What this task involves >> Only the lines below starting at the one containing "Target: high-rise apartment building" and ending at the one containing "Target: tree" belong in the answer, each copied exactly.

#### Given entries

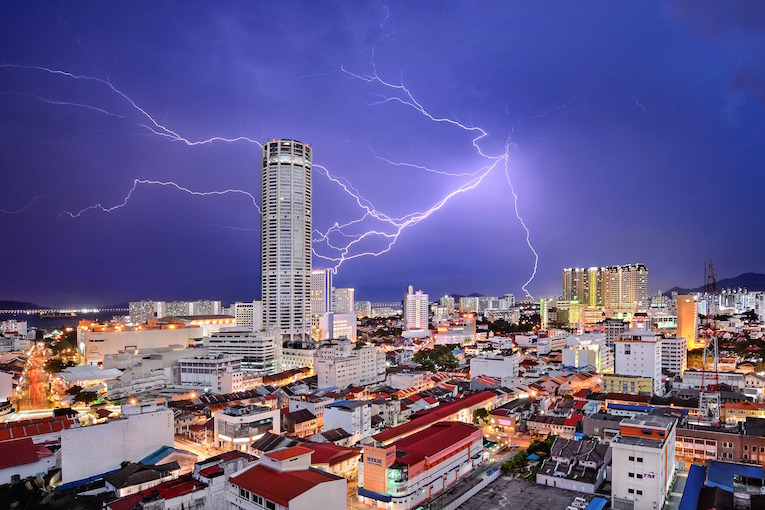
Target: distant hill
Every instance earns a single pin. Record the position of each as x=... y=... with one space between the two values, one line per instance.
x=19 y=305
x=750 y=281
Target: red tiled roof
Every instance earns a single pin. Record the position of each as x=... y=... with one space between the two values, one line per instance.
x=212 y=470
x=431 y=416
x=431 y=441
x=20 y=452
x=572 y=420
x=279 y=486
x=289 y=453
x=29 y=428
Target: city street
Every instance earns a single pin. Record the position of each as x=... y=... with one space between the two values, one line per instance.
x=34 y=388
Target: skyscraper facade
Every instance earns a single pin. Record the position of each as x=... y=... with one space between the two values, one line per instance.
x=321 y=291
x=415 y=310
x=687 y=320
x=286 y=237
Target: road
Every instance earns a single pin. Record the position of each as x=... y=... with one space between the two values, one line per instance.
x=34 y=388
x=202 y=453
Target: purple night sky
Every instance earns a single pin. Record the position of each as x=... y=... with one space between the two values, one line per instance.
x=637 y=134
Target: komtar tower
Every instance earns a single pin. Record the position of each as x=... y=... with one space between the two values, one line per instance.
x=286 y=238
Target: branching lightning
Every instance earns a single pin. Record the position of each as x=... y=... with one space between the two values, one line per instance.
x=100 y=207
x=374 y=232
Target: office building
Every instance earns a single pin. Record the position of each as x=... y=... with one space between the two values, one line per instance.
x=687 y=320
x=353 y=416
x=638 y=353
x=363 y=309
x=321 y=291
x=237 y=427
x=674 y=355
x=643 y=460
x=415 y=310
x=343 y=300
x=248 y=315
x=340 y=363
x=403 y=474
x=588 y=350
x=260 y=351
x=286 y=237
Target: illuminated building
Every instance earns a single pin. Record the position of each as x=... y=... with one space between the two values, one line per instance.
x=95 y=341
x=284 y=480
x=341 y=363
x=643 y=462
x=459 y=332
x=236 y=427
x=674 y=355
x=249 y=315
x=415 y=310
x=363 y=309
x=343 y=300
x=588 y=350
x=615 y=287
x=401 y=475
x=687 y=319
x=638 y=353
x=286 y=237
x=259 y=350
x=321 y=291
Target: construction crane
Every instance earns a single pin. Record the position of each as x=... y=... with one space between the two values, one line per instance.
x=709 y=395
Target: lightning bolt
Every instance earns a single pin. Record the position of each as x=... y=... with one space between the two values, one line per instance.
x=100 y=207
x=346 y=241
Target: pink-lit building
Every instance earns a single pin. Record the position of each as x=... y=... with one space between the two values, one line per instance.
x=405 y=473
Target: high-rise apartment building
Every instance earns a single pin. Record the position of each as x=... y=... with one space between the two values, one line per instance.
x=249 y=315
x=286 y=237
x=623 y=288
x=687 y=319
x=415 y=310
x=343 y=300
x=321 y=291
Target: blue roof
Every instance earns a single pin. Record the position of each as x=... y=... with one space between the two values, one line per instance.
x=78 y=483
x=720 y=474
x=159 y=454
x=596 y=504
x=374 y=495
x=693 y=485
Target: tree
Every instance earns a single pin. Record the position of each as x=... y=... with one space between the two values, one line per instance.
x=86 y=397
x=74 y=390
x=480 y=415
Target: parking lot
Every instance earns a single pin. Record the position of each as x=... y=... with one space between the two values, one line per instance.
x=508 y=494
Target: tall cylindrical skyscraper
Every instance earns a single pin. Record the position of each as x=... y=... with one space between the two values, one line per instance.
x=286 y=238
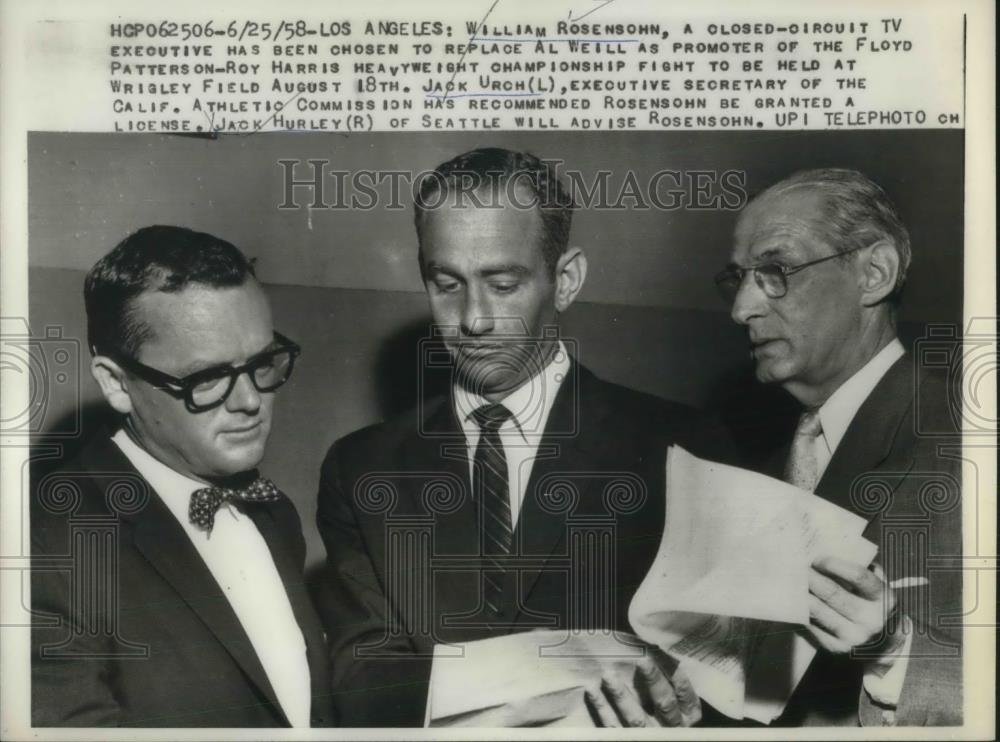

########

Answer below >>
Target: high-rise apartment building
Every instance earns a single pin. Record the position of each as x=... y=... with one space between the two values, one line per instance.
x=249 y=315
x=286 y=237
x=623 y=288
x=687 y=319
x=415 y=310
x=343 y=300
x=321 y=291
Target: blue roof
Every instance earns a single pin. Record the position of each as x=... y=... with one space between the two values, one line per instance.
x=78 y=483
x=720 y=474
x=159 y=454
x=596 y=504
x=374 y=495
x=693 y=485
Target: tree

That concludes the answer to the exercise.